Exercise text:
---

A government survey of people over 65 years old found that 4%, that’s almost half a million, have overt vitamin C deficiency, defined as below 11 mcmol/l.
However, in residential care homes an estimated 40% have vitamin C levels below 11 µmol/l, the same as seen in those diagnosed with scurvy, according to a study from the MRC Human Nutrition Research unit in Cambridge.
Scurvy, caused by a chronic lack of vitamin C, killed two million sailors in the 17th and 18th centuries.
With almost half (47%) of all Covid deaths being in care homes could a lack of vitamin C, which is essential for fighting any viral infection, be to blame?
Not only is vitamin C critical for fighting any viral infection, many older people with health conditions need more vitamin C. The precipitous decline in vitamin C seen in Covid is the last straw.

---

Recorded data:
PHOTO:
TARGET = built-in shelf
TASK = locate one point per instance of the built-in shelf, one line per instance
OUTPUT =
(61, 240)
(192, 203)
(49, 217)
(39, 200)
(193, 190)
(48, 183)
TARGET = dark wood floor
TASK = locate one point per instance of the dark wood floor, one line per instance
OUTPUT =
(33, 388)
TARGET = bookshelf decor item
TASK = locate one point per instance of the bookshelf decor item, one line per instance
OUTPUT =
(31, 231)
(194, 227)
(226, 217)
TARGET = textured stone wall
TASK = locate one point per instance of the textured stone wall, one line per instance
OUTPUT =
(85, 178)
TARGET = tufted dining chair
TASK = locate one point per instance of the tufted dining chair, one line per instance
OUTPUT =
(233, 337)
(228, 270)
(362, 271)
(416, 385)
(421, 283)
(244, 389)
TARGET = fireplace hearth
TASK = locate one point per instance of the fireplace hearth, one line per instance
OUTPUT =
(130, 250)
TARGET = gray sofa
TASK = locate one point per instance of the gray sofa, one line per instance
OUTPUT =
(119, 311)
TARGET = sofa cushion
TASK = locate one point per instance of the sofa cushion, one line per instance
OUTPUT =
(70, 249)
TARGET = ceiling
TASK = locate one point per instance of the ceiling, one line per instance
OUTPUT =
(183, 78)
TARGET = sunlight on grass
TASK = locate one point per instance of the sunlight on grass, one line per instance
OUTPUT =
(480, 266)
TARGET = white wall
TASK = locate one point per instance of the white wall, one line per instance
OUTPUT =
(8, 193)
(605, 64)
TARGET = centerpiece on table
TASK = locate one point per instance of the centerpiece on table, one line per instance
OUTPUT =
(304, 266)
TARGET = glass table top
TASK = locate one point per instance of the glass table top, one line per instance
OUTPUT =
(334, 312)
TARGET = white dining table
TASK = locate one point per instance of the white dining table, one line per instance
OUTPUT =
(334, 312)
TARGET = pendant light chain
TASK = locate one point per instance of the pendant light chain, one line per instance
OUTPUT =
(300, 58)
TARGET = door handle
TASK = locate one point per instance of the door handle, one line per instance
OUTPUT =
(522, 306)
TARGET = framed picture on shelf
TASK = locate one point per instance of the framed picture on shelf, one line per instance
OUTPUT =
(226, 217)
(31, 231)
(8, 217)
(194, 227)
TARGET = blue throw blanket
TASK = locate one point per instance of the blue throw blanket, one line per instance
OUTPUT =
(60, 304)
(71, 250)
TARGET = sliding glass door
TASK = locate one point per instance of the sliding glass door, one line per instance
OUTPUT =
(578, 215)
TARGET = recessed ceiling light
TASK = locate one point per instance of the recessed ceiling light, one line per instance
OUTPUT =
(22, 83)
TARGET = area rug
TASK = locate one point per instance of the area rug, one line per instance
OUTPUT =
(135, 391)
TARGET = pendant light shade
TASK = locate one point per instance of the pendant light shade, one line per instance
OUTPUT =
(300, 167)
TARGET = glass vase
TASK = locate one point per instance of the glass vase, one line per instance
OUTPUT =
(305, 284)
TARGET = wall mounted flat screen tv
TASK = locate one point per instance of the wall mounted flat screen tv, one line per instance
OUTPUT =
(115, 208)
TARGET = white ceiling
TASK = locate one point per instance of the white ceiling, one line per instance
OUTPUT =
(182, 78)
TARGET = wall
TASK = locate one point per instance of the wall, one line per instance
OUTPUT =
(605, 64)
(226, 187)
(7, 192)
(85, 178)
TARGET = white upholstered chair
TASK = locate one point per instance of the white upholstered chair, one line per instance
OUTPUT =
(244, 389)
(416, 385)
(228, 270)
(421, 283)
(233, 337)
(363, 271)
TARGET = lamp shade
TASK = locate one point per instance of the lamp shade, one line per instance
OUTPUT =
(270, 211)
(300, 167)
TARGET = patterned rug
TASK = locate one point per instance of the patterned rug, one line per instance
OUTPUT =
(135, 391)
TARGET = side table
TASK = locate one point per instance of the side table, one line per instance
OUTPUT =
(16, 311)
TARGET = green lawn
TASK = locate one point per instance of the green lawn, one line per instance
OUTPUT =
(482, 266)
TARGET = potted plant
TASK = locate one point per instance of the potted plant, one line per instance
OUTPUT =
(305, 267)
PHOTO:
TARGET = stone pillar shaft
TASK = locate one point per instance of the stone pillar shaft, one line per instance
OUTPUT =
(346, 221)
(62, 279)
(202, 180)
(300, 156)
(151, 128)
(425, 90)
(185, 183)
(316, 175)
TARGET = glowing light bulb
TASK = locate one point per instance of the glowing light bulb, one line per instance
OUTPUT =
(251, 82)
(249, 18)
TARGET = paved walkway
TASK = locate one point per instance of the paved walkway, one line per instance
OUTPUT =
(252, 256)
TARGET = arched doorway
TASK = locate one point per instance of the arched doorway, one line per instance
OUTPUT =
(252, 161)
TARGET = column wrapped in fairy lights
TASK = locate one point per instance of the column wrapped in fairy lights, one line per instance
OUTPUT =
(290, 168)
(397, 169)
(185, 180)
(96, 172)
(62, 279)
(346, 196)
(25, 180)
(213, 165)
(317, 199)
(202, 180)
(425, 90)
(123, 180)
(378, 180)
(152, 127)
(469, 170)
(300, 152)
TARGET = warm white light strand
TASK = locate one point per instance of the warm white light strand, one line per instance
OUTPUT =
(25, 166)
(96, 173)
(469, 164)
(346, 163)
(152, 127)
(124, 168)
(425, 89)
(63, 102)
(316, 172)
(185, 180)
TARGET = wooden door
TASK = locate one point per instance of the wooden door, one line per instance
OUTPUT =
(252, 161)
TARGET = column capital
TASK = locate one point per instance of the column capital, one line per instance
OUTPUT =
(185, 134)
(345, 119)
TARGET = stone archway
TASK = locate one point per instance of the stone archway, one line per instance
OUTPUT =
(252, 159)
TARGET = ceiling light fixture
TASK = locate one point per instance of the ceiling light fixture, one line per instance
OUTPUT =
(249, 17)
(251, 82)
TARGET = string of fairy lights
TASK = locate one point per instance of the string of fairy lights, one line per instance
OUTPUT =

---

Exercises:
[1] Answer from the vitamin C text:
(a) What share of people in residential care homes is estimated to have vitamin C levels as low as those seen in scurvy?
(b) How many sailors did scurvy kill in the 17th and 18th centuries?
(c) What proportion of all Covid deaths were in care homes?
[2] Continue the text on vitamin C deficiency in older people, starting after its last sentence.

Replies:
[1]
(a) An estimated 40%.
(b) Two million.
(c) Almost half (47%).

[2]
There is growing evidence from animal studies that the efficiency of vitamin C absorption from the gut to the bloodstream declines with age. Consequently, so do blood vitamin C levels. For this reason, some experts recommend a minimum intake of 400 mg of vitamin C for older persons just to keep the immune system and body in good health. An orange provides 50 mg so this kind of required intake calls for daily supplements.
Blood vitamin C levels not only predict who is most likely to suffer from severe Covid, but a study in an Intensive Care Unit (ICU) in the US, vitamin C levels accurately predicted who would or wouldn’t survive. This is because vitamin C levels drop dramatically when a person becomes infected. A survey of elderly Scottish patients hospitalised with respiratory infections also found that a third had scurvy levels of vitamin C.
Vitamin C is not only profoundly anti-viral, both boosting the immune system’s response but also helping to make interferon which stops the virus replicating, it is also a powerful antioxidant. Antioxidants protect the body from the ‘oxidising’ damage that occurs during viral infection, which damages the lungs and other vital organs.
ICUs are reporting the alarming vitamin C depletion in Covid patients.
All bar one of eighteen critically ill patients in a Barcelona Intensive Care Unit had undetectable levels of vitamin C, below the scurvy level.
In an ICU in Colorado most were low in vitamin C, but those who did not survive had the lowest level, with half overtly deficient.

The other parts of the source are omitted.